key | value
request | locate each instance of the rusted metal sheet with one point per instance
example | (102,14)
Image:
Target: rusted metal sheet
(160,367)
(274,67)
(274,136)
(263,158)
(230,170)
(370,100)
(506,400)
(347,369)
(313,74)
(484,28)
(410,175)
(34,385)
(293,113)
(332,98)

# Written exercise
Copy the listing above line for line, without changing anything.

# Finished answer
key | value
request | locate each instance of the rusted metal sheet with one point per instance
example | (102,14)
Image:
Target: rusted metal sheet
(160,367)
(274,67)
(274,136)
(263,158)
(230,170)
(370,100)
(506,400)
(347,369)
(313,74)
(484,28)
(410,175)
(34,385)
(293,113)
(332,98)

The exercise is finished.